EXERCISE: Go through the records and report each line holding the string "orange".

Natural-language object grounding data
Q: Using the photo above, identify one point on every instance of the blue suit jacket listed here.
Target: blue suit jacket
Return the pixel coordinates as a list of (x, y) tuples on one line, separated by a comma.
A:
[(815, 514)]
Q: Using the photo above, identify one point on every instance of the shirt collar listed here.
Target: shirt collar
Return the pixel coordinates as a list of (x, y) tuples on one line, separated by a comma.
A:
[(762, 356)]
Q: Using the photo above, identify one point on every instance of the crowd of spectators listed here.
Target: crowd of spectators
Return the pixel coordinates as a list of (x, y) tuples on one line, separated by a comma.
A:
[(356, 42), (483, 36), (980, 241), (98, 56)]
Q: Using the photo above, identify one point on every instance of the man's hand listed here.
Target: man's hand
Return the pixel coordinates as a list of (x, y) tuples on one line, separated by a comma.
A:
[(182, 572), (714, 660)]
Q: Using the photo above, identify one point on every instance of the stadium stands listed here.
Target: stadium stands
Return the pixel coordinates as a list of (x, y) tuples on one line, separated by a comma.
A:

...

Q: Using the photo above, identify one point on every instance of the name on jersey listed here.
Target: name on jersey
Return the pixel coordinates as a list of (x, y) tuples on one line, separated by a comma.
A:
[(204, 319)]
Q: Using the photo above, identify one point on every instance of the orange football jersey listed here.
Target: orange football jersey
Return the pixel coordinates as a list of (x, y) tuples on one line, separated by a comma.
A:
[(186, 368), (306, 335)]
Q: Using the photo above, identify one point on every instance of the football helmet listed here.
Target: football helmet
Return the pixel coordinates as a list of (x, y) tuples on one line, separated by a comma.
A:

RESULT:
Q: Using the photo above, identify one point on every instance of the orange football jersey listed here.
Target: orange football jersey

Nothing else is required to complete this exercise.